» **PROBLEM**: Each record that follows should be repeated exactly, minus any images.

» **SUPPLIED MATERIAL**:
========================================

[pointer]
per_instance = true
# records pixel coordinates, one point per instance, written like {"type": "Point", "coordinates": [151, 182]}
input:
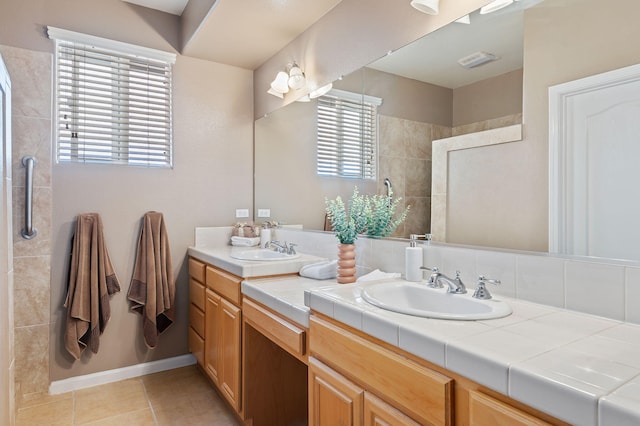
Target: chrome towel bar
{"type": "Point", "coordinates": [29, 231]}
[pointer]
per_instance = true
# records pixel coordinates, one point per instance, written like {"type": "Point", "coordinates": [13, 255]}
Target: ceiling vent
{"type": "Point", "coordinates": [476, 59]}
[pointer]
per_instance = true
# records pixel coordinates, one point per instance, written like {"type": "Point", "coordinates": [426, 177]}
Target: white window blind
{"type": "Point", "coordinates": [113, 101]}
{"type": "Point", "coordinates": [347, 141]}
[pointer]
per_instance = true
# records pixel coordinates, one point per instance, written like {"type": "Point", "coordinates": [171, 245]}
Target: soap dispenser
{"type": "Point", "coordinates": [265, 235]}
{"type": "Point", "coordinates": [413, 259]}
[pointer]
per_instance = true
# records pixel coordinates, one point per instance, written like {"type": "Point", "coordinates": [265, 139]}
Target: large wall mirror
{"type": "Point", "coordinates": [498, 194]}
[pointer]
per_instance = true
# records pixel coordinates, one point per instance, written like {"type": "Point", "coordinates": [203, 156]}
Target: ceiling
{"type": "Point", "coordinates": [174, 7]}
{"type": "Point", "coordinates": [433, 59]}
{"type": "Point", "coordinates": [246, 33]}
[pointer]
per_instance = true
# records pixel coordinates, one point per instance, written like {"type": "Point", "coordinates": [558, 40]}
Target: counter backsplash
{"type": "Point", "coordinates": [595, 287]}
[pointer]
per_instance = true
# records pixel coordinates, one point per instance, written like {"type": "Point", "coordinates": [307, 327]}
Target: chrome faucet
{"type": "Point", "coordinates": [437, 278]}
{"type": "Point", "coordinates": [287, 248]}
{"type": "Point", "coordinates": [481, 291]}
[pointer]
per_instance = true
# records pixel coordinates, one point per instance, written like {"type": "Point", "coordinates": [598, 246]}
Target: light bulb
{"type": "Point", "coordinates": [296, 78]}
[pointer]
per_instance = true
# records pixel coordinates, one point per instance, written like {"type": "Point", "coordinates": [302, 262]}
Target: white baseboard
{"type": "Point", "coordinates": [103, 377]}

========================================

» **RESPONSE TO THIS EXERCISE**:
[pointer]
per_instance = true
# records pixel coordinates, one point per instance, written like {"type": "Point", "coordinates": [151, 182]}
input:
Target: chrome towel bar
{"type": "Point", "coordinates": [29, 231]}
[pointer]
per_instance = true
# records pixel coordinates, one point per instance, written like {"type": "Point", "coordinates": [13, 255]}
Target: ceiling vent
{"type": "Point", "coordinates": [476, 59]}
[pointer]
per_instance = true
# records pixel coordinates, one point per instance, written like {"type": "Point", "coordinates": [426, 177]}
Target: white window blind
{"type": "Point", "coordinates": [113, 101]}
{"type": "Point", "coordinates": [347, 141]}
[pointer]
per_instance = true
# records pixel coordinates, one point per instance, written like {"type": "Point", "coordinates": [171, 245]}
Target: soap dispenser
{"type": "Point", "coordinates": [265, 235]}
{"type": "Point", "coordinates": [413, 259]}
[pointer]
per_instance = true
# records pixel coordinates, one point per instance, written like {"type": "Point", "coordinates": [265, 139]}
Target: large wall mirror
{"type": "Point", "coordinates": [498, 194]}
[pointer]
per_instance = true
# records pixel coordinates, one point per instance, written like {"type": "Point", "coordinates": [203, 156]}
Target: ceiling
{"type": "Point", "coordinates": [174, 7]}
{"type": "Point", "coordinates": [433, 59]}
{"type": "Point", "coordinates": [246, 33]}
[pointer]
per_instance = true
# records pixel coordinates, one point per instance, written like {"type": "Point", "coordinates": [558, 40]}
Target: counter backsplash
{"type": "Point", "coordinates": [595, 287]}
[pointer]
per_instance = true
# records pixel coordinates, one point per instance, written like {"type": "Point", "coordinates": [307, 327]}
Target: chrome faucet
{"type": "Point", "coordinates": [437, 278]}
{"type": "Point", "coordinates": [287, 248]}
{"type": "Point", "coordinates": [481, 291]}
[pointer]
per_instance = true
# records pixel coordinates, one point per instance, written like {"type": "Point", "coordinates": [598, 246]}
Target: light bulb
{"type": "Point", "coordinates": [296, 78]}
[pointer]
per_instance = true
# records pixel coordinates, one point per instance, written like {"type": "Point", "coordinates": [302, 262]}
Target: white baseboard
{"type": "Point", "coordinates": [103, 377]}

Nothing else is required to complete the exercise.